RECORDS SHOWN:
"""

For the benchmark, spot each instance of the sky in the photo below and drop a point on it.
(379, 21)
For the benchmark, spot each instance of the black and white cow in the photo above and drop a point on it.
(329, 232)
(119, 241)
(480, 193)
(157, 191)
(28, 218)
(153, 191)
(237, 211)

"""

SET PROBLEM:
Please rescale the material above by repeating every line, requests included, with each x and y coordinate in the answers multiplied by 1.75 and rounded to a whole number, halves rounding up.

THE ANSWER:
For the benchmark, spot each instance of the sky in the photo below and drop a point on it.
(663, 37)
For the benchmark, spot each instance of the black and white cow in the photo above and drop a point on it.
(576, 406)
(208, 422)
(840, 338)
(275, 334)
(49, 382)
(268, 334)
(415, 369)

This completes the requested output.